#### Extracted records:

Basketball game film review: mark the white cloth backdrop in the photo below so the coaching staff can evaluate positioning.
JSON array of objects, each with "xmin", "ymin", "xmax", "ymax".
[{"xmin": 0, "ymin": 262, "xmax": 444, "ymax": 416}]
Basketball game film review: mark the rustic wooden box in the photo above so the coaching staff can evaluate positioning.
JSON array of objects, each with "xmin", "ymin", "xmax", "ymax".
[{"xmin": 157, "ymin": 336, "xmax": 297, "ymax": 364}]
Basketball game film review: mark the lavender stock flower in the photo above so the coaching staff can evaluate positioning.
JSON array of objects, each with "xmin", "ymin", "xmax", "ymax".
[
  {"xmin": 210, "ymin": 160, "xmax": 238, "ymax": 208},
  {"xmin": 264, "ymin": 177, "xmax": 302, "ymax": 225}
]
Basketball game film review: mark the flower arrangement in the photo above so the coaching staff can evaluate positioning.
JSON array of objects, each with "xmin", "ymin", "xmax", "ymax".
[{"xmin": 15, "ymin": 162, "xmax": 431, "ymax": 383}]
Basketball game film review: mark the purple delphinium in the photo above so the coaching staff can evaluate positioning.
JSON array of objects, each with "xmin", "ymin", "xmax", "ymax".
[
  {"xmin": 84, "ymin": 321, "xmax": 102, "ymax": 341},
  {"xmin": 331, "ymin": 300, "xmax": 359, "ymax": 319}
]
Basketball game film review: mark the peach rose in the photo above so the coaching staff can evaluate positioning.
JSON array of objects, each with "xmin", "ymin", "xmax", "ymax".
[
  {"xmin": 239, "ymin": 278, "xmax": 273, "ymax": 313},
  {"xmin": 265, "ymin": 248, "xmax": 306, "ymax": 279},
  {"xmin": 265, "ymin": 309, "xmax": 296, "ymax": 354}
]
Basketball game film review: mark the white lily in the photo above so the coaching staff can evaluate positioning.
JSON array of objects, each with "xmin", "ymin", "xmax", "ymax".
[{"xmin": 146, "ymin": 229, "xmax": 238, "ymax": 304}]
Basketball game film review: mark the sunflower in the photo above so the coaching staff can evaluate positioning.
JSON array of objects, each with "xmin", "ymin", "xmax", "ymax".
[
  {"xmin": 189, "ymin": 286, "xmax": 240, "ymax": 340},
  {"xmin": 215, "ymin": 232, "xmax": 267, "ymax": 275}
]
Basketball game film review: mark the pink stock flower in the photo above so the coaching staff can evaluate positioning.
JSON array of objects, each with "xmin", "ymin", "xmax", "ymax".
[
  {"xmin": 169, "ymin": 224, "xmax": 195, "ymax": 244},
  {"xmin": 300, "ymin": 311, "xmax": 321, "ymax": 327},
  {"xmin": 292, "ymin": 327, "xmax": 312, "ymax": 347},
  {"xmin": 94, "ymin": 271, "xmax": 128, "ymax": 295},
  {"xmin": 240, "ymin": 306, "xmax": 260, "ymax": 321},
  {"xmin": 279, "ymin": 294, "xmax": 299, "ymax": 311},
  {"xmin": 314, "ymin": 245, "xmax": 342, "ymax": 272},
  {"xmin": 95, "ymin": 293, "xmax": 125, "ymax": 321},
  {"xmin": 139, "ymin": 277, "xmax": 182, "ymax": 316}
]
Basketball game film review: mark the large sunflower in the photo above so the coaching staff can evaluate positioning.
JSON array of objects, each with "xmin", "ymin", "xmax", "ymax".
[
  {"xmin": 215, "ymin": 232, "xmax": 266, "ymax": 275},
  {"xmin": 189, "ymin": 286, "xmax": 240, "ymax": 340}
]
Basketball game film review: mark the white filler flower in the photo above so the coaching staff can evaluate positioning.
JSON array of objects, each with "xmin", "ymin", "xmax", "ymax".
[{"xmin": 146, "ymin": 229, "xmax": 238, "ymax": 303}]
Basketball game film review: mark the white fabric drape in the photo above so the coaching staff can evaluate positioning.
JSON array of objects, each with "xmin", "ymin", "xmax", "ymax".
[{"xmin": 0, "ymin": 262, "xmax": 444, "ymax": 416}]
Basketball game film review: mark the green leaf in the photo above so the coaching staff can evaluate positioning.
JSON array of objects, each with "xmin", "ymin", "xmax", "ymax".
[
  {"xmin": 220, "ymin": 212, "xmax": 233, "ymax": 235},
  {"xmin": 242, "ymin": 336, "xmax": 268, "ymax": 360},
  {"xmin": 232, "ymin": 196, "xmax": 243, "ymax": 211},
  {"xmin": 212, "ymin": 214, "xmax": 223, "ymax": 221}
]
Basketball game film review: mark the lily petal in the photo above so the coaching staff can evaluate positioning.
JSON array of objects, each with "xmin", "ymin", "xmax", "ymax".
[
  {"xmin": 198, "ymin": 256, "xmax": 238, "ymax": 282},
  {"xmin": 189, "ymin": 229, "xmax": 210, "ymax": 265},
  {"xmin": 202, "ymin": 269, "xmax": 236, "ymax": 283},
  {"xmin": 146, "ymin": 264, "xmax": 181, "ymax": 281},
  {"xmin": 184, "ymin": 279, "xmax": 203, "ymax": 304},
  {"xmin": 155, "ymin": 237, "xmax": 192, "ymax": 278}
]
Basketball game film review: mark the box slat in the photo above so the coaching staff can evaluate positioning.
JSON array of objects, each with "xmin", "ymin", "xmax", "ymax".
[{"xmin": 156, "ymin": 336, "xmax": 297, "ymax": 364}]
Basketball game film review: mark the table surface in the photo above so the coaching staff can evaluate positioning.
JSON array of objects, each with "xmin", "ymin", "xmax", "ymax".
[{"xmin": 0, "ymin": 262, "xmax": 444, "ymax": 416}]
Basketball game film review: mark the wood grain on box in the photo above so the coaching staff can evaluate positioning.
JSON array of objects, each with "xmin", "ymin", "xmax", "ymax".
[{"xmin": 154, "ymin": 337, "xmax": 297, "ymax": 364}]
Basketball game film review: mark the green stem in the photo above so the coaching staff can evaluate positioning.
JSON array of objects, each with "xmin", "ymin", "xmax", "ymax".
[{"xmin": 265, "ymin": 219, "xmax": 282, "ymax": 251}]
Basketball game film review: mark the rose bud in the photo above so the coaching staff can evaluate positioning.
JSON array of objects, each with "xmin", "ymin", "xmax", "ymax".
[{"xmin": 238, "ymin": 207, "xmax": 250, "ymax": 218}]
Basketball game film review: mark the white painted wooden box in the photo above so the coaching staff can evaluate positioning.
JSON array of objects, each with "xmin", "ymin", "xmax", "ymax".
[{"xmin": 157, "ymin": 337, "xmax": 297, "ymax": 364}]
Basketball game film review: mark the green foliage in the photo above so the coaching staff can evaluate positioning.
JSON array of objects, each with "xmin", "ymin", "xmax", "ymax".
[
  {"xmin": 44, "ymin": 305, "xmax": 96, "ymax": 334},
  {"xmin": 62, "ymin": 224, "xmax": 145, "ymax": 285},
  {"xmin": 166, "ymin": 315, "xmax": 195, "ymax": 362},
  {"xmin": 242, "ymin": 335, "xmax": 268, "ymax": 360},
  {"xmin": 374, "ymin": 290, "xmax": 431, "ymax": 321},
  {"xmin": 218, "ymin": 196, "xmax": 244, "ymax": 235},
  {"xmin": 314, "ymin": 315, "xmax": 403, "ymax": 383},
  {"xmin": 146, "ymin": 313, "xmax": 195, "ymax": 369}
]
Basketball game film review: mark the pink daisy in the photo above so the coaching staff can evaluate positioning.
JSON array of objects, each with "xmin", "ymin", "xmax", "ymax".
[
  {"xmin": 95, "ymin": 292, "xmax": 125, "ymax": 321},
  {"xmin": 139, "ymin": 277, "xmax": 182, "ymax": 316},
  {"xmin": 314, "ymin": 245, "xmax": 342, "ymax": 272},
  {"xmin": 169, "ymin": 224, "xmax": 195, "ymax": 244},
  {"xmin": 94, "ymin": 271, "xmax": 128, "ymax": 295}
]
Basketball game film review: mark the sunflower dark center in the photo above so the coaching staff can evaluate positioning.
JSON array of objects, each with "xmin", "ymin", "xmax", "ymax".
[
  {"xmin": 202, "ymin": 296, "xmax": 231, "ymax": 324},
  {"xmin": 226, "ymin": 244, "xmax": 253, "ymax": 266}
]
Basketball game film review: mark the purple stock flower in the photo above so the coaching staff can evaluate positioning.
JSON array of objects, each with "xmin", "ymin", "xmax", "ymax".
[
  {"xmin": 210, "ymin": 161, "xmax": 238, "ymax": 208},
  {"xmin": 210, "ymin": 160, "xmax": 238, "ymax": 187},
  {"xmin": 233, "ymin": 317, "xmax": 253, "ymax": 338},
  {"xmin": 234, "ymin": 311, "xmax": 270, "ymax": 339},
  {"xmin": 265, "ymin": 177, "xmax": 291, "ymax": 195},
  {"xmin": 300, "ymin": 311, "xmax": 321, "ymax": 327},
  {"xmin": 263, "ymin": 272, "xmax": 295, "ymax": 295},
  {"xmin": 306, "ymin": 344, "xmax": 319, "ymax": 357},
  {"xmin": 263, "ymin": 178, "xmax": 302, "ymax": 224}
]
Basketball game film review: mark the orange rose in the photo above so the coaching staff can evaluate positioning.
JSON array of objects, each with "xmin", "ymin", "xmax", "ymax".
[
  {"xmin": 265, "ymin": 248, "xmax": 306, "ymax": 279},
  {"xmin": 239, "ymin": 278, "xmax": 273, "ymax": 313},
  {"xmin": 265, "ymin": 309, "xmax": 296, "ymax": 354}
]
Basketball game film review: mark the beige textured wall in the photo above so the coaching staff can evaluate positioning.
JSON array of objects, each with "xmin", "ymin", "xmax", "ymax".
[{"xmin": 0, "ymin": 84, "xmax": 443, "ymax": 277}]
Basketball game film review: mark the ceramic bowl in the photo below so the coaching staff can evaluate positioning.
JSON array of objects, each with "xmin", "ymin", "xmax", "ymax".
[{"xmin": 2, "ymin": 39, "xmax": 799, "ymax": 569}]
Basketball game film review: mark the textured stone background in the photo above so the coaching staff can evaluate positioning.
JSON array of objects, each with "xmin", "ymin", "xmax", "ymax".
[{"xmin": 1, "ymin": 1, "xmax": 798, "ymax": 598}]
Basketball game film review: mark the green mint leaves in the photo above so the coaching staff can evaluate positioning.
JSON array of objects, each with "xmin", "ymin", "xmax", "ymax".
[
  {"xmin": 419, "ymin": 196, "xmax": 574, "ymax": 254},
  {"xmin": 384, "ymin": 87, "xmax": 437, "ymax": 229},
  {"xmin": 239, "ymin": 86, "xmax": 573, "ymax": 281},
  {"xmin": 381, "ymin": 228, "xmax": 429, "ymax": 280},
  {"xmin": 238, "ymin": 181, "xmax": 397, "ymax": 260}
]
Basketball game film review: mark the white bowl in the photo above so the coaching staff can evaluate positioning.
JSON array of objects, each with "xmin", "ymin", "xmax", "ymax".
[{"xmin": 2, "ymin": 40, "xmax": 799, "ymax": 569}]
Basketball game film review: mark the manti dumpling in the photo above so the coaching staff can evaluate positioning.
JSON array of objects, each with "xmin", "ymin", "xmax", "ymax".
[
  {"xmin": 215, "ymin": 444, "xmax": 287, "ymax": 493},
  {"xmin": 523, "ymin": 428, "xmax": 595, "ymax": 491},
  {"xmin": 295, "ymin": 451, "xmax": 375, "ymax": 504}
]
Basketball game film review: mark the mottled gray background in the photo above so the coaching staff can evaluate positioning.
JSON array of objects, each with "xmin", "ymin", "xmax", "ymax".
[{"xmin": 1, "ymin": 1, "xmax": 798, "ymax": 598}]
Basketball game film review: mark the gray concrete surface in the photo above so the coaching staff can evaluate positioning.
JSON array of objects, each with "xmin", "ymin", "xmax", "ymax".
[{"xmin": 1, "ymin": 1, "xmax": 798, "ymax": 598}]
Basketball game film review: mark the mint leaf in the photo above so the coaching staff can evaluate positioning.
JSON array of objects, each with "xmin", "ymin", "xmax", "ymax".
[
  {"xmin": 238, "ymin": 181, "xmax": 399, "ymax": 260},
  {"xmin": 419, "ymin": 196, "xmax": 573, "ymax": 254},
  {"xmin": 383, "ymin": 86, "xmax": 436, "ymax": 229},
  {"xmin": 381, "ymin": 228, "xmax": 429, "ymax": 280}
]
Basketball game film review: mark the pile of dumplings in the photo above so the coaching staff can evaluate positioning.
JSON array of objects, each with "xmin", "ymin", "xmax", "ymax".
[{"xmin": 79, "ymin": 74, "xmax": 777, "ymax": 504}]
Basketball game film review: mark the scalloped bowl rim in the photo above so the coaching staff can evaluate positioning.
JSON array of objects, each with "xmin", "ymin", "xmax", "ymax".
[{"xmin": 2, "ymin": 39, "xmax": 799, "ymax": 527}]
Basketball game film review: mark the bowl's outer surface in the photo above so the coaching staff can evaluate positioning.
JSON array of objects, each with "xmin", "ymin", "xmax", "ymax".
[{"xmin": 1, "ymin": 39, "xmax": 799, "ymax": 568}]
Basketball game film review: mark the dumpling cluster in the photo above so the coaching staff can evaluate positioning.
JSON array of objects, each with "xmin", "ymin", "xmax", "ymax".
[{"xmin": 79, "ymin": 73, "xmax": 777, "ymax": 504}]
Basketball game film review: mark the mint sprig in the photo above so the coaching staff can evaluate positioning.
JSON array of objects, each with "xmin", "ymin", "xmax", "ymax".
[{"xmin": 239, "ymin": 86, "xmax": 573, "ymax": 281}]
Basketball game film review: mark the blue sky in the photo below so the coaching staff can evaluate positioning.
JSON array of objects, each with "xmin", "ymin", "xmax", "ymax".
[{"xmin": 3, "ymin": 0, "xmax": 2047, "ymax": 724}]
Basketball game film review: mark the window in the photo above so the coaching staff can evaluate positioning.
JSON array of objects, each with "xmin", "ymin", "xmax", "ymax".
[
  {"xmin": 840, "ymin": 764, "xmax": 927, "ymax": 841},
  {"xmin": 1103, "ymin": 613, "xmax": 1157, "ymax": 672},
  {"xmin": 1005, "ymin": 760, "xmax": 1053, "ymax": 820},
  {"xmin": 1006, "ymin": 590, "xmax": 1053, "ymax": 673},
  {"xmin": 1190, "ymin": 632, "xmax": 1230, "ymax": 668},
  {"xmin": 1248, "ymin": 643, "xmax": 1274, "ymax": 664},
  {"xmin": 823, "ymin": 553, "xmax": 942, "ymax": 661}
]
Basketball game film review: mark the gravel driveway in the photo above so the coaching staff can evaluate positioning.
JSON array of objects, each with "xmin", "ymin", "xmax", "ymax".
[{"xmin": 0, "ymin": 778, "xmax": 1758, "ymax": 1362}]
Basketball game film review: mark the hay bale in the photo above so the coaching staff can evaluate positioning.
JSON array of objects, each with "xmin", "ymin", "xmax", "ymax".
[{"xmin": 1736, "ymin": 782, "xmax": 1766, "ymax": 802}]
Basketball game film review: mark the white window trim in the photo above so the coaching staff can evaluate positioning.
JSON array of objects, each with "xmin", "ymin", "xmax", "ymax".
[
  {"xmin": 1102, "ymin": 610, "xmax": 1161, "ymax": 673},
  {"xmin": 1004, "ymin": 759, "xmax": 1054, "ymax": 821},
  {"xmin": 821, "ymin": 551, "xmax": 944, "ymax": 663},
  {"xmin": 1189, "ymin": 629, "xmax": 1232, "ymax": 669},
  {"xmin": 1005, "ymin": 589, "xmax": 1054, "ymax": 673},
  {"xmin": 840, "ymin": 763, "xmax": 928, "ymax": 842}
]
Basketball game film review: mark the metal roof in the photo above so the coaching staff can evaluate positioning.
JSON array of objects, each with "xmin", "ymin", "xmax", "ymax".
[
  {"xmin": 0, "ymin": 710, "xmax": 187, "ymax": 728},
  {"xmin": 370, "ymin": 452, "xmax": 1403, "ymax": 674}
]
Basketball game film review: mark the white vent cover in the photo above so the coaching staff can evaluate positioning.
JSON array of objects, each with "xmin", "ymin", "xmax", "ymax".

#### Task statement:
Output all lines from the beginning of the data up to the line holding "Basketball game film review: mark the peach", that line included, exactly as written.

#### Exercise answer:
Basketball game film review: mark the white cloth backdrop in the photo below so the coaching staff can evaluate positioning.
JSON array of objects, each with "xmin", "ymin", "xmax", "ymax".
[{"xmin": 0, "ymin": 262, "xmax": 444, "ymax": 416}]
Basketball game film review: mark the rustic wooden box in the photo above so the coaching staff can evaluate positioning.
JSON array of objects, each with "xmin", "ymin", "xmax", "ymax".
[{"xmin": 157, "ymin": 336, "xmax": 297, "ymax": 364}]
Basketball game film review: mark the lavender stock flower in the photo above so the coaching staff can evaluate positioning.
JSON array of objects, each with "xmin", "ymin", "xmax", "ymax".
[
  {"xmin": 210, "ymin": 160, "xmax": 238, "ymax": 208},
  {"xmin": 264, "ymin": 177, "xmax": 302, "ymax": 225}
]
Basketball game film review: mark the flower arrangement in the photo above so the coaching staff can evaluate positioning.
JSON array of objects, each with "xmin", "ymin", "xmax", "ymax".
[{"xmin": 15, "ymin": 162, "xmax": 431, "ymax": 383}]
Basketball game film review: mark the purple delphinium in the photo above so the coaching staff can evaluate positioning.
JSON array of objects, each with "xmin", "ymin", "xmax", "ymax".
[
  {"xmin": 84, "ymin": 321, "xmax": 102, "ymax": 341},
  {"xmin": 331, "ymin": 300, "xmax": 359, "ymax": 319}
]
Basketball game film review: mark the peach rose in the photo above so the coaching staff can evaluate positioning.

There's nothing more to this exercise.